Not enough years.  How could they have been enough.  Four years ago, I remember that day distinctly as well, Rob told us he was ill.  He seemed to be taking it better than I did.  The crisp, wintry air, my young friend, his young wife, his young family.  How would any of us manage?

Over these last years Rob showed us.  He faced his condition head-on.  He worked steadily to stay as well as he could for as long as he could.  He dealt with all that life sent his way and prepared for his family, pushing ahead the renovation of their home, dealing with the aftermath of his mother’s death, seeing his girls through those critical years of transition from childhood to becoming young women.

Was it enough?  We all miss him, but I dare say I don’t feel cheated at this loss.

Instead, I feel honored, and lucky, to have had the time together we did share.  Grateful for the lessons in living, and dying, Rob has given me.

Rob wanted to write.  He did write some, just before and after he got sick.  It’s too bad he didn’t get to pursue it.  But then, he did fulfill that goal of writing I mentioned at the start.  He used words, and they wedged themselves firmly between him and his mortality.  He won’t be forgotten.  His words, and the spirit behind them, live on in our hearts, in our memories, in the way we will all go forward in our own lives, and hopefully, as we approach and face our own deaths.

I’m sad that Rob’s gone, but mostly I’m grateful I knew him.  I think we all share that gratitude.  It’s what I hope we all take with us as the best, most lasting, truest memorial for our friend, Rob Wigsten.

====

» COMPLETE THE FOLLOWING
[1] Summarize the tribute to Rob Wigsten in two sentences.
[2] Answer these questions on the tribute to Rob Wigsten:
(a) How many years ago did Rob tell the writer he was ill?
(b) What goal did Rob have that he didn't get to pursue fully?
(c) What does the writer hope everyone will take with them as the truest memorial for Rob?

Object position labeling items:
====

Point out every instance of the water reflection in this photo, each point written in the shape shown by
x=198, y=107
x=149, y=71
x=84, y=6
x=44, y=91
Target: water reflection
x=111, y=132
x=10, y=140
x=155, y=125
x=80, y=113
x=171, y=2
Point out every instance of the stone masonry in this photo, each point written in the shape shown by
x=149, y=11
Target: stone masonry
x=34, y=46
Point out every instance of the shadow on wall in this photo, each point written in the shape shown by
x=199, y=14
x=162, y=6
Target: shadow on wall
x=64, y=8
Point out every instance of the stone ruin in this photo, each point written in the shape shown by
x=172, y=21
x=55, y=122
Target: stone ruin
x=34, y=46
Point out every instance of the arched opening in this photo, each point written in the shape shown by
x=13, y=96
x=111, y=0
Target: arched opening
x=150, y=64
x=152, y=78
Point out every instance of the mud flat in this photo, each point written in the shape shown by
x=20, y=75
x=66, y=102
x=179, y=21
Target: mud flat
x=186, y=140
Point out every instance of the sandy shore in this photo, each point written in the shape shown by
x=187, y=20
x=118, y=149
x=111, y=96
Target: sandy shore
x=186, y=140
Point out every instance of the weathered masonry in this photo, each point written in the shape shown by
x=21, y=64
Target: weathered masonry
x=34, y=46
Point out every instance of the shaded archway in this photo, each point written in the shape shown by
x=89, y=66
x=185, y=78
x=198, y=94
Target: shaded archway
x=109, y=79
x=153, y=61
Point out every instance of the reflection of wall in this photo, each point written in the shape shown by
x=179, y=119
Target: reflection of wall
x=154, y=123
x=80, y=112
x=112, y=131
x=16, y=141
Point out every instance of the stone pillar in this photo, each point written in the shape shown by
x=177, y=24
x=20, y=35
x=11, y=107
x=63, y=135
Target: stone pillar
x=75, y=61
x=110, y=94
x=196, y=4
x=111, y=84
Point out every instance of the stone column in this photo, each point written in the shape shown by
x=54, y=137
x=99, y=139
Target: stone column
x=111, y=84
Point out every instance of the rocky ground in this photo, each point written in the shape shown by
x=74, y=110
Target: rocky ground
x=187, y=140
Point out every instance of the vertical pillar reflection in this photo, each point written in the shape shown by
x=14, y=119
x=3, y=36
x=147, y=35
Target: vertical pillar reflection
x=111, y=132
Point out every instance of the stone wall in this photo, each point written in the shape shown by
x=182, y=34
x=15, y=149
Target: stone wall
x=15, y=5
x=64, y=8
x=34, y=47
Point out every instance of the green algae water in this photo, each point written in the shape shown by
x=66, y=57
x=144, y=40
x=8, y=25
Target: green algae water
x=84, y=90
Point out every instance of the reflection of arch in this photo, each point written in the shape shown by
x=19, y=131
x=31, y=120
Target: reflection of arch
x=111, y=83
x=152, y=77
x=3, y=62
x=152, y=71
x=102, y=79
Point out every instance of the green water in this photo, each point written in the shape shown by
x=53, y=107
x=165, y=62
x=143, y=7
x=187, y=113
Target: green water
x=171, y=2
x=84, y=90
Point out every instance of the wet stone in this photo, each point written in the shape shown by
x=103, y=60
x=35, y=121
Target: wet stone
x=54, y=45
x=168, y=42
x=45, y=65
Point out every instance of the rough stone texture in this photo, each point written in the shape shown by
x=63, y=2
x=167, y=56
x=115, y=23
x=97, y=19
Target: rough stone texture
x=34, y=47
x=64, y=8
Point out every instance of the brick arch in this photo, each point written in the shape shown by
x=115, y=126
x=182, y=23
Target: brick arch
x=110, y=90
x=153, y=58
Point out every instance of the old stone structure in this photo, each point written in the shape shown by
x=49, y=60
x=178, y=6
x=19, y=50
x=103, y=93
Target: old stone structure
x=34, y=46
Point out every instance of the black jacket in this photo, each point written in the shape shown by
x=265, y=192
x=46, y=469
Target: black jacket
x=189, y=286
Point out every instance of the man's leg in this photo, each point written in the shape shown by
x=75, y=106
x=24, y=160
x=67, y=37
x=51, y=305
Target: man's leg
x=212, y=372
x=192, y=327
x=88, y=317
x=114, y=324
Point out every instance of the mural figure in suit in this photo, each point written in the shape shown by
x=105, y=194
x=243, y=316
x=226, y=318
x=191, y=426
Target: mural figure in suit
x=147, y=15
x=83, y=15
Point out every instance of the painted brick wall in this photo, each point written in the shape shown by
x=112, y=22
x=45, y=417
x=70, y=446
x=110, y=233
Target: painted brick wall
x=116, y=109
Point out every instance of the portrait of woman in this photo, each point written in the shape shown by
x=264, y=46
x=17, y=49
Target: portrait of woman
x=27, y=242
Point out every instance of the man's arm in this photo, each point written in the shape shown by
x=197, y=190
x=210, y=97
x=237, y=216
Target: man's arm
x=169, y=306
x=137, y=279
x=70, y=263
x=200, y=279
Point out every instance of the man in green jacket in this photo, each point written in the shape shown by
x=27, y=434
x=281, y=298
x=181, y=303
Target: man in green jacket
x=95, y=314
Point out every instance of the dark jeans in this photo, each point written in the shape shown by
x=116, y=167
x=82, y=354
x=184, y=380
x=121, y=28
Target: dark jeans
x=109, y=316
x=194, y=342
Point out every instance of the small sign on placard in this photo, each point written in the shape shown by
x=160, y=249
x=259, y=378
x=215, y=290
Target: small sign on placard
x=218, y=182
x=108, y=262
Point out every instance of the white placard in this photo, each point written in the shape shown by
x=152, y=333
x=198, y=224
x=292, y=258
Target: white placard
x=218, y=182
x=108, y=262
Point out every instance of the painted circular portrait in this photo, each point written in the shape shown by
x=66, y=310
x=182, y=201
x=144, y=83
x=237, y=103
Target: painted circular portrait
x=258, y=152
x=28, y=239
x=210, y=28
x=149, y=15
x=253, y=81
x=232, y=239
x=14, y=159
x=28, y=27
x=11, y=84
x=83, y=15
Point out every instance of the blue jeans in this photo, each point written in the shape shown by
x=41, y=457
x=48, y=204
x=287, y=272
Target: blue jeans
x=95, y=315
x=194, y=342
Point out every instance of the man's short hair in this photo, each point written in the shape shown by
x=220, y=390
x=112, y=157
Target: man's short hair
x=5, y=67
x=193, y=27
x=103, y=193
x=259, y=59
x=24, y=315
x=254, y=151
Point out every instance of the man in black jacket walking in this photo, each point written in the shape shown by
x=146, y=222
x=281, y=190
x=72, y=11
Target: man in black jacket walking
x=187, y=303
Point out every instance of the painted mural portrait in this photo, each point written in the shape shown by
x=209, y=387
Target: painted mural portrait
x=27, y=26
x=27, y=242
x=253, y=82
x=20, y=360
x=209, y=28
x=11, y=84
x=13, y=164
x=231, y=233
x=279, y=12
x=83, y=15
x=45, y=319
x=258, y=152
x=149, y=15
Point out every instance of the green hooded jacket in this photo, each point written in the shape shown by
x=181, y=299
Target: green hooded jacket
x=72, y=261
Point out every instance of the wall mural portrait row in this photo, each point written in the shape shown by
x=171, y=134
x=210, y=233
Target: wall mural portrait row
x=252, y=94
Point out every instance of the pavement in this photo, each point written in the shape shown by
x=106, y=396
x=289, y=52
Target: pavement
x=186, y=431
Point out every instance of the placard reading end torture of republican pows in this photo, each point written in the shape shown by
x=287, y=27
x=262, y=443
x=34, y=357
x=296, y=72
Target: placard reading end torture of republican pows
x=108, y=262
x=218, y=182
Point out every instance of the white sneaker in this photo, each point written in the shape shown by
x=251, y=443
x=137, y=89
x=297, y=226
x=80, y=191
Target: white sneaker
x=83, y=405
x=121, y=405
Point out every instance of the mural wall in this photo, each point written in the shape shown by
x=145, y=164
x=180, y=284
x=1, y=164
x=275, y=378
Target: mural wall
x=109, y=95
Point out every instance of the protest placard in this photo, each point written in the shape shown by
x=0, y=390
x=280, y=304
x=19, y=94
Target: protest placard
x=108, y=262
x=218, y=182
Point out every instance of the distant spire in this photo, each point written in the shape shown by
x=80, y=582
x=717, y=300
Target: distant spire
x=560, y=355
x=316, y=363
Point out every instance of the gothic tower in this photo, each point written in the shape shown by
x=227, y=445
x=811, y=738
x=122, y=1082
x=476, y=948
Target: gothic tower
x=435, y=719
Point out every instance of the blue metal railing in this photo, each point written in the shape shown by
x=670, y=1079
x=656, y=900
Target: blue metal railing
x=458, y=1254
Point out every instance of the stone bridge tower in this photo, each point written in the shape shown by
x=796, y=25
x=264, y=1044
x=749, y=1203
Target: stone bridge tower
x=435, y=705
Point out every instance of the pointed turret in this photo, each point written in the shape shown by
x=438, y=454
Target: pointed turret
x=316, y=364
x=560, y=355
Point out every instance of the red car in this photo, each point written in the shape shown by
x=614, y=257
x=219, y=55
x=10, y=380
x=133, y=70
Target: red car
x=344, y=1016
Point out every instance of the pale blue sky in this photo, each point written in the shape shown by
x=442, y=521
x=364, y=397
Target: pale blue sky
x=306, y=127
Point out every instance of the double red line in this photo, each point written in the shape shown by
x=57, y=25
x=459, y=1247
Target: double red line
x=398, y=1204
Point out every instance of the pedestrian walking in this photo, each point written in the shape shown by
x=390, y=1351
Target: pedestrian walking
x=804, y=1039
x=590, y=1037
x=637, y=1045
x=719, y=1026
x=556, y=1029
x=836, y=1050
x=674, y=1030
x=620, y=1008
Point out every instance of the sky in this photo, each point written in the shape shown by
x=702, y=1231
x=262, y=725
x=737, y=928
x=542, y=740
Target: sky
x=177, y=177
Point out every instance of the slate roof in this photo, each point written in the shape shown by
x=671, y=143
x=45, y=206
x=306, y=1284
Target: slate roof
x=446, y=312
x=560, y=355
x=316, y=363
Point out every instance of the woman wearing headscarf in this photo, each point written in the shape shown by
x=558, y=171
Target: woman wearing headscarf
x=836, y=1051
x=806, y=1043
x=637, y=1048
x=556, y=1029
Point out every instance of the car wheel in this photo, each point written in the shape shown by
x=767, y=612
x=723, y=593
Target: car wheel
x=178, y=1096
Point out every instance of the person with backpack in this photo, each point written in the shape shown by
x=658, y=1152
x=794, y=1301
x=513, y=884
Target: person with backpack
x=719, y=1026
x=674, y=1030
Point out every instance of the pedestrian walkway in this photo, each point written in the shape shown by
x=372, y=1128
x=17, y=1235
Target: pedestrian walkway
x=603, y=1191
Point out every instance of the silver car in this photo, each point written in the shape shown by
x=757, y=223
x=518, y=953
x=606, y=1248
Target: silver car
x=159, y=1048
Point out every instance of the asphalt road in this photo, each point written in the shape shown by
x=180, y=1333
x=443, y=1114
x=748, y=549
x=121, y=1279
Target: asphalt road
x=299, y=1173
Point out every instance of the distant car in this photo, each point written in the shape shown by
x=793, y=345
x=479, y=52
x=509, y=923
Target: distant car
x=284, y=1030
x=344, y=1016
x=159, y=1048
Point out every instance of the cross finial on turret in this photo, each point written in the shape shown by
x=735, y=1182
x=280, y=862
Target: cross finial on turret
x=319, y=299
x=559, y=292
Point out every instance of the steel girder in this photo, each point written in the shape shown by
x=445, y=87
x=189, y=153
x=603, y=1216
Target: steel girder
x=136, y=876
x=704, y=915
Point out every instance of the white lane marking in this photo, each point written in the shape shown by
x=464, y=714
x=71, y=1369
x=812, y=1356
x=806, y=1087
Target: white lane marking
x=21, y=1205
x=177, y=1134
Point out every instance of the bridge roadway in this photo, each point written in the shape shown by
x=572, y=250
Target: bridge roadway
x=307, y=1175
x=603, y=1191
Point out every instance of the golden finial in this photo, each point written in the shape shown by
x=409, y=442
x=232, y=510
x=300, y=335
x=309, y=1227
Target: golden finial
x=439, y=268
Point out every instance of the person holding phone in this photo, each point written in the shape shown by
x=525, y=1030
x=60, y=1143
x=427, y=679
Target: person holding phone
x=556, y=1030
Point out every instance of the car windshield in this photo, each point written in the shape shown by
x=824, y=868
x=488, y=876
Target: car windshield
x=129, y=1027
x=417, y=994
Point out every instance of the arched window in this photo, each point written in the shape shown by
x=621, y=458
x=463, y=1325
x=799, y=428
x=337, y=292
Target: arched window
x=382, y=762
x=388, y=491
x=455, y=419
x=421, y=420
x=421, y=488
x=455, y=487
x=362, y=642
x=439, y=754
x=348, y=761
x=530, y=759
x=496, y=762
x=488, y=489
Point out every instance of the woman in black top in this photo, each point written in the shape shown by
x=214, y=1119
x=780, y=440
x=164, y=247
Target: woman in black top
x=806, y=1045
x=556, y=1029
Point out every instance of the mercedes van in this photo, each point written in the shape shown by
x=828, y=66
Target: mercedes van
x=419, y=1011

====

» RESULTS
[1] Four years ago Rob said he was ill, and he faced his condition head-on, staying as well as he could while pushing ahead the renovation of his home, dealing with the aftermath of his mother's death, and seeing his girls through their transition to young womanhood. Although everyone misses him, the writer feels honored and grateful to have known him and says his words and spirit live on in their hearts and memories.

[2]
(a) Four years ago.
(b) Writing.
(c) The shared gratitude for having known him.